What the task asks: Search the material below for "terminal" and copy every line where it occurs.

The data:
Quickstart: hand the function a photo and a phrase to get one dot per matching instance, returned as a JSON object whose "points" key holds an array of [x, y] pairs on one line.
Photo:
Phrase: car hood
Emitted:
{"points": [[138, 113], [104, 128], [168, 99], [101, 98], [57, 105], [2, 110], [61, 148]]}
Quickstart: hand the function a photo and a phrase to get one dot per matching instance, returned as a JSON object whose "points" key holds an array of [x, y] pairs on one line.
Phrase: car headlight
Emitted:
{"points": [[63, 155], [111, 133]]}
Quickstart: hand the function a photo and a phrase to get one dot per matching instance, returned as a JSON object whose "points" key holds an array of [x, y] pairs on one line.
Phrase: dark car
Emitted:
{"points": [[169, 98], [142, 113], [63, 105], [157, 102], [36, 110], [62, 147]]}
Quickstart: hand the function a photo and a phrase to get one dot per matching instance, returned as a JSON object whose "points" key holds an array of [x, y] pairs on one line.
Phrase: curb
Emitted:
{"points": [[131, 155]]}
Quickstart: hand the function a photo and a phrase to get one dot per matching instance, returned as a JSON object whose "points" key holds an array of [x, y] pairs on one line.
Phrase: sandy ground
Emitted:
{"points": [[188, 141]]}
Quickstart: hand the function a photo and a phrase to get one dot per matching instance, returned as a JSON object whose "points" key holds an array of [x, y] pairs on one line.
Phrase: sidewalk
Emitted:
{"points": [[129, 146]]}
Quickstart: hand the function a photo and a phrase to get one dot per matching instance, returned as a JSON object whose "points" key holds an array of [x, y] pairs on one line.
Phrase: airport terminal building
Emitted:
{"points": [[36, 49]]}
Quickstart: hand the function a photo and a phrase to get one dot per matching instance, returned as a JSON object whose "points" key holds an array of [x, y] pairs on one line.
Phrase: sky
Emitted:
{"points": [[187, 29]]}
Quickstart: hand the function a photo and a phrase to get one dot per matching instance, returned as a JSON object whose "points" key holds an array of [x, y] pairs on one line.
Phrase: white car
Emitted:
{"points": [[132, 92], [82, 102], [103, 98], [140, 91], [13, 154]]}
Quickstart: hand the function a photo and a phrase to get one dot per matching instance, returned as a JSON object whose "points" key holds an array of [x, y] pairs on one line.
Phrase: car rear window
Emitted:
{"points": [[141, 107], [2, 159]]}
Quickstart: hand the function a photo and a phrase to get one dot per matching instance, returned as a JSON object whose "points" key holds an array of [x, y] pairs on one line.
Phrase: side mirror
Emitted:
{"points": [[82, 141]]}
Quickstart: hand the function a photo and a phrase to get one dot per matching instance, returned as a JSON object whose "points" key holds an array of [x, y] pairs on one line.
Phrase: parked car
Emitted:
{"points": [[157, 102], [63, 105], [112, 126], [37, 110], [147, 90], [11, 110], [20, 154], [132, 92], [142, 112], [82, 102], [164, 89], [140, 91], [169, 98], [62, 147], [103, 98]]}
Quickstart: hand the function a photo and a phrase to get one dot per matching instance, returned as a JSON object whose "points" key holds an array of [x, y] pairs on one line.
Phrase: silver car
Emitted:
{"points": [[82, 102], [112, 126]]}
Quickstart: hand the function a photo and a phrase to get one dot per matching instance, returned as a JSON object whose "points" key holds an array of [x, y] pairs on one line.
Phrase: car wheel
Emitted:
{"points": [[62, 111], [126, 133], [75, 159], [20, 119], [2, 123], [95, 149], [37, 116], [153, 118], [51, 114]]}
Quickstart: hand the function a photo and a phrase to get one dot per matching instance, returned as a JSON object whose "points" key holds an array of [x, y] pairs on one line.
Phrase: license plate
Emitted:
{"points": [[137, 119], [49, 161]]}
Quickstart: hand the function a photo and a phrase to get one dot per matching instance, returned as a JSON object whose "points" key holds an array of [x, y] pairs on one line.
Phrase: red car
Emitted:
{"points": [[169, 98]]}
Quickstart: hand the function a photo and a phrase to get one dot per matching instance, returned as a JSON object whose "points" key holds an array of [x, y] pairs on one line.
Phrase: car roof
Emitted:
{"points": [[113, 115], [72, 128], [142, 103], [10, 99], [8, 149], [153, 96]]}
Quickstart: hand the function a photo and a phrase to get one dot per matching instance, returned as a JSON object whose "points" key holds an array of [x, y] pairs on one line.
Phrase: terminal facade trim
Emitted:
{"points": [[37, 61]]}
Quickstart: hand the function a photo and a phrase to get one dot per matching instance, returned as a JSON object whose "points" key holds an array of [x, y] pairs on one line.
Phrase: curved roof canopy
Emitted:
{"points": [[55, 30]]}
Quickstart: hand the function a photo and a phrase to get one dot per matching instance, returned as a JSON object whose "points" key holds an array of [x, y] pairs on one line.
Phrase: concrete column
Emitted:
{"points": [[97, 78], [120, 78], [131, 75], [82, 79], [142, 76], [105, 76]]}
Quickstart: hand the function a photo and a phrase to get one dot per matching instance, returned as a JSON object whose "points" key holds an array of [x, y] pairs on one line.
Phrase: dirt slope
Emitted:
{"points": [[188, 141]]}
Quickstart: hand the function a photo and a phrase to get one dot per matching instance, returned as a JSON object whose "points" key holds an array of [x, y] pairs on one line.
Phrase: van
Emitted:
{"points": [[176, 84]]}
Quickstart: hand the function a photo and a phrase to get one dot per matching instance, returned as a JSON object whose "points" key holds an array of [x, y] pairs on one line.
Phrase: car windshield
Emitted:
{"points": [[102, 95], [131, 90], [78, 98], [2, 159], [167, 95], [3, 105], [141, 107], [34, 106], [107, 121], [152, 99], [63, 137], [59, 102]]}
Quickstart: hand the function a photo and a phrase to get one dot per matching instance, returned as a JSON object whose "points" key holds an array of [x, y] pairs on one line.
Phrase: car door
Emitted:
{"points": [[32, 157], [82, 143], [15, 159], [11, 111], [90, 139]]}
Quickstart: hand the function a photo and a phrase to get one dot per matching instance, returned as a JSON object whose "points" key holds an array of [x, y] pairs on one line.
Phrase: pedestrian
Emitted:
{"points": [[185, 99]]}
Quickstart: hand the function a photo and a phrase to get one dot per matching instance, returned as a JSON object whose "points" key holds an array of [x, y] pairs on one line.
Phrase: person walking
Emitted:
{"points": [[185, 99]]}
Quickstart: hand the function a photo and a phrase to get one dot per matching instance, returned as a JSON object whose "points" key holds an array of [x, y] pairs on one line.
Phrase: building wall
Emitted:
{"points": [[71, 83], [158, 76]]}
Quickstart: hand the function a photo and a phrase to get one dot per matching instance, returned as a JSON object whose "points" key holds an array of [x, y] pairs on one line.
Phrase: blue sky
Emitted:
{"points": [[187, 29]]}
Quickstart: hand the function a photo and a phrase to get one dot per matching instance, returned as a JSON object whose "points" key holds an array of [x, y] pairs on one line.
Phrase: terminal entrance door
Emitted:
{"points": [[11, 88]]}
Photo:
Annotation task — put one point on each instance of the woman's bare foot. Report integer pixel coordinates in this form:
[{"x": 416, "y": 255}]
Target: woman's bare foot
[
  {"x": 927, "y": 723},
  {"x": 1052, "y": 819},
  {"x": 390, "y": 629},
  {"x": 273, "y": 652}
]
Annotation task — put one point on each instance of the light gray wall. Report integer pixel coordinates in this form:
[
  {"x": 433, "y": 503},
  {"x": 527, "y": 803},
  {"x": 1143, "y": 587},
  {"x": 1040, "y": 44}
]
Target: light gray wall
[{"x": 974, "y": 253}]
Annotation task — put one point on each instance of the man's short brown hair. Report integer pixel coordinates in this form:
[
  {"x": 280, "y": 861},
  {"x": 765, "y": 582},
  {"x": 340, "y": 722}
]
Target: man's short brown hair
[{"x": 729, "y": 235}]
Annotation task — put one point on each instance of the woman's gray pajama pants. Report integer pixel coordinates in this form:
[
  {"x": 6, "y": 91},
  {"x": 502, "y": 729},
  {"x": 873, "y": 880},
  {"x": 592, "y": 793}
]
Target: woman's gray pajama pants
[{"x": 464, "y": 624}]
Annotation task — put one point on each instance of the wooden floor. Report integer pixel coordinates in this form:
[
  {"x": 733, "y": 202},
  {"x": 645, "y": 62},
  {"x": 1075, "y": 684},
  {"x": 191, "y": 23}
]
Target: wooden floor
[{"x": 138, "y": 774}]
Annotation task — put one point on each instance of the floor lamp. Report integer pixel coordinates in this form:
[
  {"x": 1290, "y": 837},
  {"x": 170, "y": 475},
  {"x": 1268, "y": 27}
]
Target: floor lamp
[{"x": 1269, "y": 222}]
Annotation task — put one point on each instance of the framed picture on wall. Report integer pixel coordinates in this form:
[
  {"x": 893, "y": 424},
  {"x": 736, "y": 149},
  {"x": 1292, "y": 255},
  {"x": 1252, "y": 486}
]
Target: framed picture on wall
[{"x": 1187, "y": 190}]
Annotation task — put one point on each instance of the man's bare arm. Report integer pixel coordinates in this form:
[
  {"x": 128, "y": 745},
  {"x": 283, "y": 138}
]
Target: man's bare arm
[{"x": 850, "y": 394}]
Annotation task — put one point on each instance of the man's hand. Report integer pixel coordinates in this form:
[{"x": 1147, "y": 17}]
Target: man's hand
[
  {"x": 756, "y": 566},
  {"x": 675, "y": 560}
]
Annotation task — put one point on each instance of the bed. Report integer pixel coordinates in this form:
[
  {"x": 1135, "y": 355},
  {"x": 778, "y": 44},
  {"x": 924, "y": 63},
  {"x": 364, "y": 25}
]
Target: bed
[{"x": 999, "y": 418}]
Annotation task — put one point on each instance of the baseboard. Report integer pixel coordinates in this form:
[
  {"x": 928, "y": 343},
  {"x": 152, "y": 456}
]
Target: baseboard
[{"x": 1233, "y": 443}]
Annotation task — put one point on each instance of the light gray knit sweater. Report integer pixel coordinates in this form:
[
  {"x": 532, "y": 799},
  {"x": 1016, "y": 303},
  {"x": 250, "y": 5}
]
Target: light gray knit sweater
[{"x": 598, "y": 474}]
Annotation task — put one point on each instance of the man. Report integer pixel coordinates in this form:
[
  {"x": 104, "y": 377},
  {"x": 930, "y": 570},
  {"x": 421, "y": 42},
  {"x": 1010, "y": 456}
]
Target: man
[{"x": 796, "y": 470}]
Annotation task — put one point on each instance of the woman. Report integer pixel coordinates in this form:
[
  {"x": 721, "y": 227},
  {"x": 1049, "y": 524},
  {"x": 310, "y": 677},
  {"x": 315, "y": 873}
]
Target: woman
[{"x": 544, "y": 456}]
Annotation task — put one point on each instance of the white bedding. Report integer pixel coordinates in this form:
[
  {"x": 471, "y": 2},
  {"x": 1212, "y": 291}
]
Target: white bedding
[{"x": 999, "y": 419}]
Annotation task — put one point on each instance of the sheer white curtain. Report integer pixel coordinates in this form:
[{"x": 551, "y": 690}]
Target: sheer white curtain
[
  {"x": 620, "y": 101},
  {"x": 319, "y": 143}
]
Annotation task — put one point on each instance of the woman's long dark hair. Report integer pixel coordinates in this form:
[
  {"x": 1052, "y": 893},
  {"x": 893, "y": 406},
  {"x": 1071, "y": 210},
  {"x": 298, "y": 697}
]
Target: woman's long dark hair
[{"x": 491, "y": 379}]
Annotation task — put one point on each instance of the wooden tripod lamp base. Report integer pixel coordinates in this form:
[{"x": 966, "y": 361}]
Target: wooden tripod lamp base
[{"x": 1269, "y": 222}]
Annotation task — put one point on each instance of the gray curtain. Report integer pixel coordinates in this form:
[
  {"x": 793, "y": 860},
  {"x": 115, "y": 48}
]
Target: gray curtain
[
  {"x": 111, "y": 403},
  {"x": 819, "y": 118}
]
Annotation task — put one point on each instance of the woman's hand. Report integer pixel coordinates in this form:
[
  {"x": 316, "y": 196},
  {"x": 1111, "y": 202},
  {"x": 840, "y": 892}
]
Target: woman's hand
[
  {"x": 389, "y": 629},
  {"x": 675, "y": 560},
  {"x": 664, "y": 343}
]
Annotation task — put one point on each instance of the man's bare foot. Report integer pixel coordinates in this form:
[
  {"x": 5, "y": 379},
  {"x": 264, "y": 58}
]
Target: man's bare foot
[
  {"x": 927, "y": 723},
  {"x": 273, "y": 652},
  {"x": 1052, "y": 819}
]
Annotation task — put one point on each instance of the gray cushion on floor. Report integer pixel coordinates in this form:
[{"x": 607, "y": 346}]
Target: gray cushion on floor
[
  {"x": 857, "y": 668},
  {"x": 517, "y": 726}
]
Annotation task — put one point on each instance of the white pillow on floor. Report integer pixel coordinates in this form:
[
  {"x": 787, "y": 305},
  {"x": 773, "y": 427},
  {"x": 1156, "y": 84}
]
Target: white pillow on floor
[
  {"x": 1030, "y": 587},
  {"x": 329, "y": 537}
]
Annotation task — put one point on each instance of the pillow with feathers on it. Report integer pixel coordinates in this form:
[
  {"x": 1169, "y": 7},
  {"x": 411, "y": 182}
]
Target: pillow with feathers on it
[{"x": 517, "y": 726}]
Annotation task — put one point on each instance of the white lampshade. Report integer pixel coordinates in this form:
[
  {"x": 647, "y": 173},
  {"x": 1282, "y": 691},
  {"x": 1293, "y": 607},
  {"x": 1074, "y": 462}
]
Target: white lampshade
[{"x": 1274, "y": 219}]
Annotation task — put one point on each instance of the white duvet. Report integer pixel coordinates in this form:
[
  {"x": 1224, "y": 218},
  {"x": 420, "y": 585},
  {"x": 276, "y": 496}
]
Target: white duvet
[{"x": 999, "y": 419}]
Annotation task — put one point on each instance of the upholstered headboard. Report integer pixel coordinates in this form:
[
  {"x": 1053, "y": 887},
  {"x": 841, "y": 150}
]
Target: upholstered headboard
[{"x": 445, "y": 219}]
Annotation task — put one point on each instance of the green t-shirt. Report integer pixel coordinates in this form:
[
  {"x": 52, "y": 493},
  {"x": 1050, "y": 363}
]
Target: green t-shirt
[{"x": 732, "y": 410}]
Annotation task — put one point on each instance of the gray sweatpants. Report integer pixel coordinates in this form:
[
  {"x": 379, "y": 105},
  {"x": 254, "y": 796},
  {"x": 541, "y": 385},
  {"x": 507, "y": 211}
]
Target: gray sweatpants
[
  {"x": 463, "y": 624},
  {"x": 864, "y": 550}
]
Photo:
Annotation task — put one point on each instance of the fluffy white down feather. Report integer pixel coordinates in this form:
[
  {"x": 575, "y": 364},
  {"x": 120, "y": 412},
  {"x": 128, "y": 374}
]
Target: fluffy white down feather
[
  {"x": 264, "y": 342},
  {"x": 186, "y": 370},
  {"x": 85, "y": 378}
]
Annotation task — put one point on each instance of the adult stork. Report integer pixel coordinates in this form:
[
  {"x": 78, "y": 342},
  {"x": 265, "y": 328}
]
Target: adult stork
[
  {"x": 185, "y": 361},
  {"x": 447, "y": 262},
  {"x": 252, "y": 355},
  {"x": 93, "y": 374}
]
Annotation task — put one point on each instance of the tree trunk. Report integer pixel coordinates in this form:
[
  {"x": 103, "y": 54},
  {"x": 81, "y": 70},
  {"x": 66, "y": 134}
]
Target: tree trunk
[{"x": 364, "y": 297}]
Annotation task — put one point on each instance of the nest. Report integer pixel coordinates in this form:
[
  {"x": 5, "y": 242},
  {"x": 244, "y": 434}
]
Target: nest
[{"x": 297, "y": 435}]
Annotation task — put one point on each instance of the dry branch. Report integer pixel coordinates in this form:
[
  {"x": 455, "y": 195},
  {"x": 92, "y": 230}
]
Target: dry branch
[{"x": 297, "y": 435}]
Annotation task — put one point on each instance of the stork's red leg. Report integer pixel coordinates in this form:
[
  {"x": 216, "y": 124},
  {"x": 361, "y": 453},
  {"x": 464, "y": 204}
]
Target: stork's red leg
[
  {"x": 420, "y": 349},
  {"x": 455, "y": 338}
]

Reply:
Phrase: airport terminal building
Phrase: terminal facade trim
Phrase: terminal entrance door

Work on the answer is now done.